--- Your task ---
Pull out every line of the records below that contains the word "green" and copy each one in full.

--- Available data ---
====================

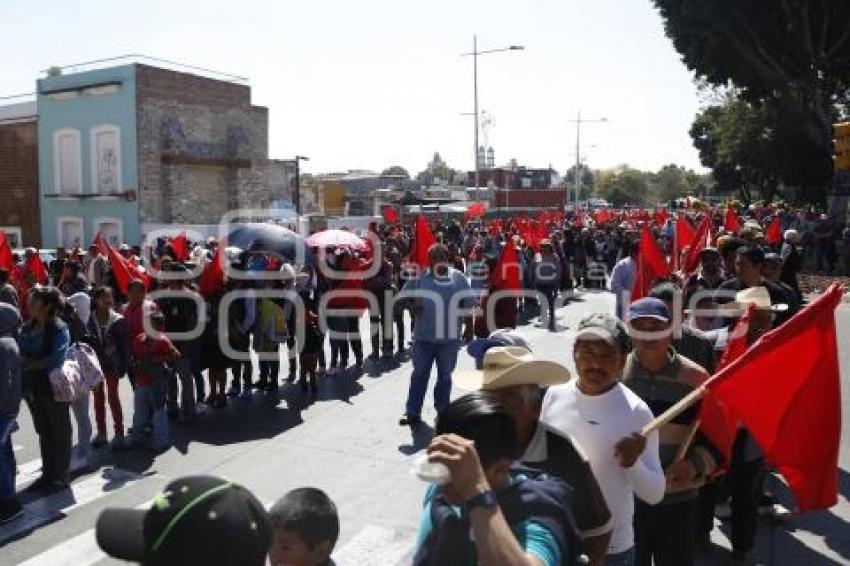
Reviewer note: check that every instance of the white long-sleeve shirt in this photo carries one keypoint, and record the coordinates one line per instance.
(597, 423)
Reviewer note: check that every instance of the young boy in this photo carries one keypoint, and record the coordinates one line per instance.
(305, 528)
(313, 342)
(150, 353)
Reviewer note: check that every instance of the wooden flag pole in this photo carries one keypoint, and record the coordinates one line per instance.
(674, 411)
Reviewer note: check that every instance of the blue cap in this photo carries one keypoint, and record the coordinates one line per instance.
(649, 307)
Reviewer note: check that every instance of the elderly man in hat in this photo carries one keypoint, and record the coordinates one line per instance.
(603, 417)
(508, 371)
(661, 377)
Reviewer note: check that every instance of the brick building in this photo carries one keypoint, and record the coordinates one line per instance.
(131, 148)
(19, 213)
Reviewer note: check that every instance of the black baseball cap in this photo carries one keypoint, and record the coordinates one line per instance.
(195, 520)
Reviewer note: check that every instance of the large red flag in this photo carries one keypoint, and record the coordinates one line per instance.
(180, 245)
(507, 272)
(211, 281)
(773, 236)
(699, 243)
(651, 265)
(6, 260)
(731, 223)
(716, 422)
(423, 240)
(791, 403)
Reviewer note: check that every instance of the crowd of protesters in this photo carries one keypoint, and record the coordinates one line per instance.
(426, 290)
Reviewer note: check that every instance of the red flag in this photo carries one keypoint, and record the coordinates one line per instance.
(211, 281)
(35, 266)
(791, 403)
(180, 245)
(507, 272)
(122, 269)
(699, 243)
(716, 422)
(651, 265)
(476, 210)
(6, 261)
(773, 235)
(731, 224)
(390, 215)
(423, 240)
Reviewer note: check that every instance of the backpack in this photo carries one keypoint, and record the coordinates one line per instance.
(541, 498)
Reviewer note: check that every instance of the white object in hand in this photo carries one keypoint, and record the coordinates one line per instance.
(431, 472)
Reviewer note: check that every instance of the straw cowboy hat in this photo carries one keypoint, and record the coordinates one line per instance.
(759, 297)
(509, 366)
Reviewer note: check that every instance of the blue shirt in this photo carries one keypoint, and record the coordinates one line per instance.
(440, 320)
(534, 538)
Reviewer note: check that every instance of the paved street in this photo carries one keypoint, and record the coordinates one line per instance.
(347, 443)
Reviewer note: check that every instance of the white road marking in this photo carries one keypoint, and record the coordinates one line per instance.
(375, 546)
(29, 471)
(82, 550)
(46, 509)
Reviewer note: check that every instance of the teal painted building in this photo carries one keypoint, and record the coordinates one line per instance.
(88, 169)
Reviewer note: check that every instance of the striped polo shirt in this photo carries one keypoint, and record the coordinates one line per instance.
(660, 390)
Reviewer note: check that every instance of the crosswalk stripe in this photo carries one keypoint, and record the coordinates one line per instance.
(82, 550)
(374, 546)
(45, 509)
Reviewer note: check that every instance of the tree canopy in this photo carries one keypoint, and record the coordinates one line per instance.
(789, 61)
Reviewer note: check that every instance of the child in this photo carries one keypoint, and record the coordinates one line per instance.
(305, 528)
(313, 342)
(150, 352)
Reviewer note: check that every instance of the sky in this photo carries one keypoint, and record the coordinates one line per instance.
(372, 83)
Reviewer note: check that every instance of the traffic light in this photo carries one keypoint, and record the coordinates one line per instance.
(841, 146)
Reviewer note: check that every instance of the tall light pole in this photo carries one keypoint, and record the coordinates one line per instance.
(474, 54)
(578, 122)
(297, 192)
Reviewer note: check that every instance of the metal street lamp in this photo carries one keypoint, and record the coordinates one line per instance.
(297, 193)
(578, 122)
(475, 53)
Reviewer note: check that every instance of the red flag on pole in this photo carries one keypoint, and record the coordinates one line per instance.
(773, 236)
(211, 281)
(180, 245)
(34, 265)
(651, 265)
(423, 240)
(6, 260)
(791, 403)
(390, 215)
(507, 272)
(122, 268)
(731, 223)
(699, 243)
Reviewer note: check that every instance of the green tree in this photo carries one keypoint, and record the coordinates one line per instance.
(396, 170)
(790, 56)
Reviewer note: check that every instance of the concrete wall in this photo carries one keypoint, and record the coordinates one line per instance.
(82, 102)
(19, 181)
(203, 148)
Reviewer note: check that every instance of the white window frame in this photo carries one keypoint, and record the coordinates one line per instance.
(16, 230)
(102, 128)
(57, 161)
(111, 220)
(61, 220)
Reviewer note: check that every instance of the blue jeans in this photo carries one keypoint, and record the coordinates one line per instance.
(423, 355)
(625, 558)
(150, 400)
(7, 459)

====================

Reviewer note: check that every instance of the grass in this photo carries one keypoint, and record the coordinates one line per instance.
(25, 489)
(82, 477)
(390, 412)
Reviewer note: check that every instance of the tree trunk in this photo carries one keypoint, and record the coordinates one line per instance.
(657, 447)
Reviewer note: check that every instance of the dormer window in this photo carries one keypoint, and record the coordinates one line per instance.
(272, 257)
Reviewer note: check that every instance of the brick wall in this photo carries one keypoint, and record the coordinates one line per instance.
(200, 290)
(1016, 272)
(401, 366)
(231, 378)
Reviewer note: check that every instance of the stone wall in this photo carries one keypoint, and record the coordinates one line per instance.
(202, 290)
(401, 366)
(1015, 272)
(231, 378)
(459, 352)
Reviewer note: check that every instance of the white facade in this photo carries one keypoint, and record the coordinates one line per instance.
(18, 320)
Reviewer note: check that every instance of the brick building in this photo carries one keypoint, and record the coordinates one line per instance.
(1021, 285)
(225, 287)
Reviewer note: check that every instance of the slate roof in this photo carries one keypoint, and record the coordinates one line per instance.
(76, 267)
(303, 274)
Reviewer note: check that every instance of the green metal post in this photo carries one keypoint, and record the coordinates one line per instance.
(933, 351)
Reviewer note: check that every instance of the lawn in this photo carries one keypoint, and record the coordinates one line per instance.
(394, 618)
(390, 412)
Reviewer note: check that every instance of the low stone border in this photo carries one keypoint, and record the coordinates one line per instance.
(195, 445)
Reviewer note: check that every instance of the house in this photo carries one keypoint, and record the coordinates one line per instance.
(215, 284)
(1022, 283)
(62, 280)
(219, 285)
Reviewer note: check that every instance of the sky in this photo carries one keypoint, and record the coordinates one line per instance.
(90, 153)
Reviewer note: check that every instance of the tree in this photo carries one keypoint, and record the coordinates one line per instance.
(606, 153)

====================

--- Answer for this exercise ---
Reviewer note: check that every instance of the green tree in this photo carries one keypoint, and record the coordinates one line per instance.
Reviewer note: check that every instance of the green metal post in this photo carries one keypoint, and record the coordinates one line per instance.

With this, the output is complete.